# [Bloco de texto]
========================================================================

O laboratório de prótese é responsável por boa parte da manipulação e produção de peças cerâmicas por meio de diversos fluxos analógicos ou digitais. Os técnicos em prótese dentária também devem estar atentos a defeitos que podem ser incorporados durante a produção dessas peças. Dentre os defeitos mais comuns estão as zonas altamente porosas presentes em camadas de porcelana feldspática aplicadas sobre refratário, ou sobre diferentes infraestruturas (metálicas ou cerâmicas). A estratificação da camada de porcelana é um procedimento delicado, realizado com pincéis especiais e, se não for realizada com extremo cuidado, pode resultar na presença de múltiplos poros aglomerados. Quando essa aglomeração de poros está localizada em zonas da peça que acumulam muita tensão, como, por exemplo, a região de margem cervical na região proximal de uma coroa, a probabilidade de fratura a partir desse ponto será mais alta.
Os clínicos também podem ser responsáveis pela geração de defeitos nas peças cerâmicas, que podem atuar posteriormente como as origens das falhas. Portanto, o treinamento contínuo desses profissionais é essencial para que utilizem protocolos corretos de manipulação de próteses totalmente cerâmicas. Por exemplo, uma das origens mais comuns geradas por clínicos são riscos profundos criados por meio de pontas e brocas de polimento e acabamento superficial. Um dos procedimentos clínicos mais difíceis em prótese é o correto polimento de peças cerâmicas, principalmente quando o processo é realizado dentro da cavidade bucal. A eliminação total de riscos profundos e lascamentos só é alcançado com a sequência de polimento apropriada para aquela cerâmica específica, com uso de magnificação (lupas ou microscópio), e boa iluminação. O clínico precisa enxergar a superfície polida com alta definição para decidir se o polimento eliminou todos os riscos profundos. Se estes forem deixados na superfície, irão certamente acumular tensões, podendo se tornar a origem de uma futura fratura.
Não podemos esquecer que, depois de finalizada, a prótese estará em função dentro da cavidade bucal de um paciente, que irá aplicar cargas mastigatórias cíclicas durante um longo período de tempo. Esse fenômeno de fadiga pode, com o passar dos anos, fazer com que defeitos pré-existentes na peça cresçam e se tornem mais deletérios. Um defeito comumente gerado pelos pacientes são microtrincas superficiais, como consequência de hábitos parafuncionais, como o bruxismo. A constante pressão e atrito do dente antagonista sobre a peça cerâmica pode danificar gradualmente a camada de glaze e gerar múltiplas trincas que vão se unindo, até que eventualmente uma delas se propague em uma fratura catastrófica. Dessa forma, a maioria dos protesistas atualmente recomenda o uso de placas de mordida pelos pacientes, principalmente após reabilitações mais extensas de modo evitar a esse fenômeno.
Em conclusão, esse artigo teve como objetivo informar o cirurgião dentista sobre como as restaurações cerâmicas falham, e quais são as possíveis origens dessas falhas, para que essa informação possa ser utilizada pelas pessoas responsáveis pela fabricação, tratamento e cuidados da prótese. Além disso, busca-se evitar a geração dos defeitos que podem causar uma fratura catastrófica e, consequentemente, aumentar a longevidade dessas restaurações.
Figura 1 – Coroa monolítica de dissilicato de lítio que fraturou após 2 meses da cimentação adesiva. A análise fractográfica em microscópio eletrônico de varredura mostrou a presença de ondulações superficiais originárias de aplicação de ponta diamantada de granulação média para ajuste intraoral. A aplicação dessas pontas deixa riscos superficiais que concentram tensão durante a mastigação e acabam propagando uma trinca, levando à fratura castastrófica da peça.

========================================================================

# [Conjunto de linhas]
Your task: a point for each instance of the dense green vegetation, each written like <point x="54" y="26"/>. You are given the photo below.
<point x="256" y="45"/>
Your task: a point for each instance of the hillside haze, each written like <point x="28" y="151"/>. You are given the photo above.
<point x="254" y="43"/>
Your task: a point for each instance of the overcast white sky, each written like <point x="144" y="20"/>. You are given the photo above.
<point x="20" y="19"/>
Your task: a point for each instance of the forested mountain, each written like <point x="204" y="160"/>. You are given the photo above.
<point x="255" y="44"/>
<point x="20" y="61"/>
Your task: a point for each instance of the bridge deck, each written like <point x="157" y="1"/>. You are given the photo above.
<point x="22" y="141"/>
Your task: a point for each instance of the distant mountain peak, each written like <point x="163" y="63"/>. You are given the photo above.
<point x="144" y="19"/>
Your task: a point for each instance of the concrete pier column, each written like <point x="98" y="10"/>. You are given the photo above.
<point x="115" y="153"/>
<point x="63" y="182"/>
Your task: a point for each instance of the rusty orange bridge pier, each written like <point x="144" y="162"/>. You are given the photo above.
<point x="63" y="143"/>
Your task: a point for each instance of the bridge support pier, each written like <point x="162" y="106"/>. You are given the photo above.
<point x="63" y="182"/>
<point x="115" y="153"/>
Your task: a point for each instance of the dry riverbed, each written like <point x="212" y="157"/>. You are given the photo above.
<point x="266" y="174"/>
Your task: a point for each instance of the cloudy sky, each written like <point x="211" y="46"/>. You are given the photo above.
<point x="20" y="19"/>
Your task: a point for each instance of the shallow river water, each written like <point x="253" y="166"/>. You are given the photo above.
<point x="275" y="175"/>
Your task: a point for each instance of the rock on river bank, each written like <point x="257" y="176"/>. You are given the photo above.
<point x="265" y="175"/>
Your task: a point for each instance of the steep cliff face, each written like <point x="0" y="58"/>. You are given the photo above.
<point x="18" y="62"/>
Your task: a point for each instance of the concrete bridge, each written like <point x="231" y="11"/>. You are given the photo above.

========================================================================

# [Tarefa]
Reescreva de forma mais concisa o parágrafo do texto sobre falhas em próteses cerâmicas que começa com "Não podemos esquecer que", preservando seus fatos principais.

# [Resolução]
Depois de finalizada, a prótese recebe do paciente cargas mastigatórias cíclicas por um longo período. Com os anos, essa fadiga pode fazer defeitos pré-existentes crescerem e se tornarem mais deletérios. Hábitos parafuncionais, como o bruxismo, geram microtrincas superficiais. A pressão e o atrito constantes do dente antagonista danificam aos poucos a camada de glaze e criam várias trincas que se unem, até que uma delas se propague em uma fratura catastrófica. Por isso, a maioria dos protesistas recomenda hoje o uso de placas de mordida, principalmente após reabilitações mais extensas.